» WHAT YOU HAVE TO DO
Copy out the listing again, from the line containing "of the paved" through the line containing "x=210 y=141", including both of those lines.

A block of data:

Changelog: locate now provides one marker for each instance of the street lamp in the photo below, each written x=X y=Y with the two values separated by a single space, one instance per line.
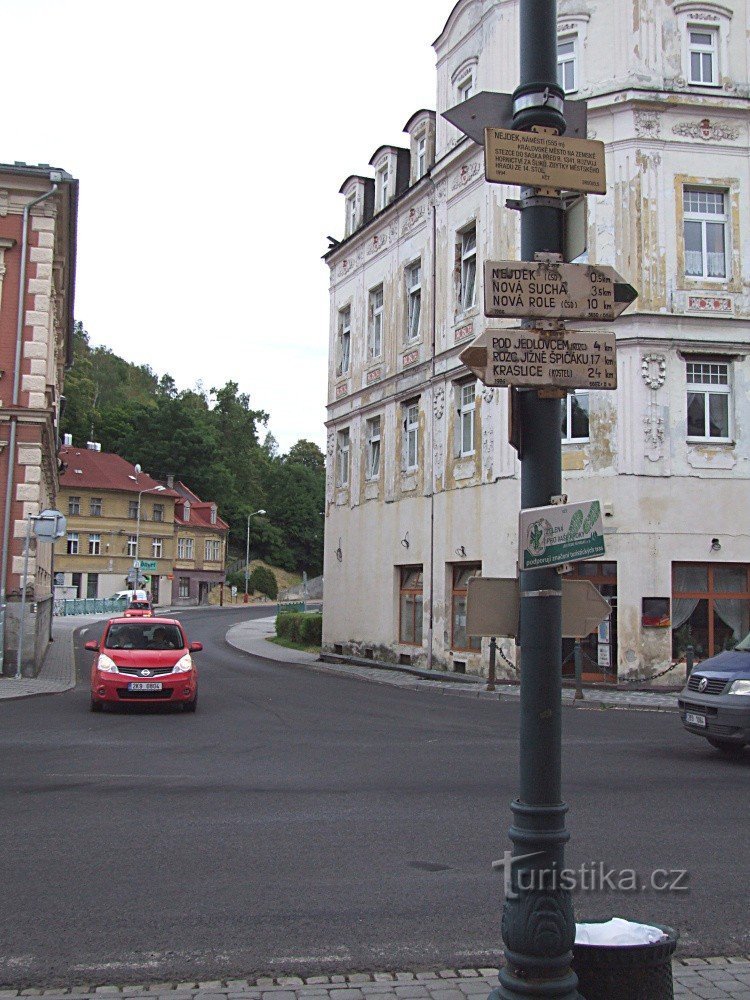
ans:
x=247 y=549
x=136 y=559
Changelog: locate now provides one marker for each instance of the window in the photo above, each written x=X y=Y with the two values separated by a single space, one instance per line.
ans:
x=342 y=458
x=467 y=403
x=345 y=340
x=410 y=605
x=710 y=607
x=465 y=86
x=459 y=639
x=567 y=75
x=708 y=393
x=184 y=548
x=414 y=299
x=411 y=436
x=351 y=214
x=575 y=416
x=375 y=344
x=705 y=228
x=372 y=458
x=421 y=156
x=382 y=186
x=468 y=290
x=703 y=53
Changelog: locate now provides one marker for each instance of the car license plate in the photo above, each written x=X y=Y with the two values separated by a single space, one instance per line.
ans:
x=695 y=720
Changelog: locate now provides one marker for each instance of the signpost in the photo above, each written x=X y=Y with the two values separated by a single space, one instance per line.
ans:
x=563 y=359
x=493 y=606
x=559 y=534
x=539 y=159
x=551 y=289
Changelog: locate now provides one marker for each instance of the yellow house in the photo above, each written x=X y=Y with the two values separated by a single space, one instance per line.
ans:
x=117 y=515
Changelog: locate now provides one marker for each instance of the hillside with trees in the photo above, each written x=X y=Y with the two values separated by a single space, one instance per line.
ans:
x=211 y=441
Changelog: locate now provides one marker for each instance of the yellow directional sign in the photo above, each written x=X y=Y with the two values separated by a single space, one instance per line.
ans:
x=562 y=359
x=552 y=290
x=543 y=160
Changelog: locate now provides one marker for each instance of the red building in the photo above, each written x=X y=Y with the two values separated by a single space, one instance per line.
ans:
x=38 y=222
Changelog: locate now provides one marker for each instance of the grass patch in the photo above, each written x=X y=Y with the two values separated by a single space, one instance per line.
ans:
x=290 y=644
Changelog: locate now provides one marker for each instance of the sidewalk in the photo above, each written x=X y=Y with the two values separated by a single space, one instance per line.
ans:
x=694 y=979
x=249 y=637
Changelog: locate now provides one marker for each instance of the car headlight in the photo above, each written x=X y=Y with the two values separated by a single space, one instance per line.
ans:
x=184 y=664
x=106 y=665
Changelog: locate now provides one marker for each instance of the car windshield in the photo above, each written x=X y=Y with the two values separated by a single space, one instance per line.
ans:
x=138 y=635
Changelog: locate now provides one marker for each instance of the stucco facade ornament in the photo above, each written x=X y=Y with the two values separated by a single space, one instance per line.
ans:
x=647 y=124
x=707 y=130
x=438 y=403
x=467 y=172
x=654 y=370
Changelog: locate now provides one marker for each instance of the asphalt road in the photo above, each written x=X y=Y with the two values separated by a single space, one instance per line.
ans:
x=301 y=822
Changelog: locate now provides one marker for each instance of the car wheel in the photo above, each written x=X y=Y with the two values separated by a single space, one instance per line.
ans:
x=730 y=749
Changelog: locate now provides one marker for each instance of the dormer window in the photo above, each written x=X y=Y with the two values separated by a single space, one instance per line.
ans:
x=381 y=186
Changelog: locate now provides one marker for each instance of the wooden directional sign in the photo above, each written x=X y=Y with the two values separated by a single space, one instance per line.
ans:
x=563 y=359
x=553 y=290
x=493 y=604
x=543 y=160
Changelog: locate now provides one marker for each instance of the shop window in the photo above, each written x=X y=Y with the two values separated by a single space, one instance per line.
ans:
x=710 y=607
x=461 y=576
x=410 y=605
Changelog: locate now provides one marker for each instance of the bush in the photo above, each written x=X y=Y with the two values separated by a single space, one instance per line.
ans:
x=305 y=628
x=263 y=580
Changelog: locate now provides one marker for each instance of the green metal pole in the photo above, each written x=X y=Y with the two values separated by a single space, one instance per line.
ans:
x=538 y=923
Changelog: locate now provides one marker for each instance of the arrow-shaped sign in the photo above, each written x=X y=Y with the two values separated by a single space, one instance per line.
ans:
x=549 y=289
x=561 y=359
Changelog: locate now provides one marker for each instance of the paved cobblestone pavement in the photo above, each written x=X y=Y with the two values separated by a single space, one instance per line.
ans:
x=694 y=979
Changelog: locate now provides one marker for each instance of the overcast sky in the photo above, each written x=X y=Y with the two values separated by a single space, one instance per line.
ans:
x=210 y=141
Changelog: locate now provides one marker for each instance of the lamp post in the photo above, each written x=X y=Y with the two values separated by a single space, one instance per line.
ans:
x=247 y=550
x=136 y=559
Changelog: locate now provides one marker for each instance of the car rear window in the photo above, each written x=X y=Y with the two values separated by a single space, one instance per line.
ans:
x=142 y=635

» THE SOLUTION
Changelog: locate now provides one marker for each instance of the paved cobblestone pavement in the photo above, each written x=X y=Y with the two values separated by a single space, one instance per line.
ans:
x=694 y=979
Changelog: locate now provides one marker for each instance of the overcast sky in the photo above, each written x=X y=Y with the two values separated by a single space, one instance per line.
ans:
x=210 y=141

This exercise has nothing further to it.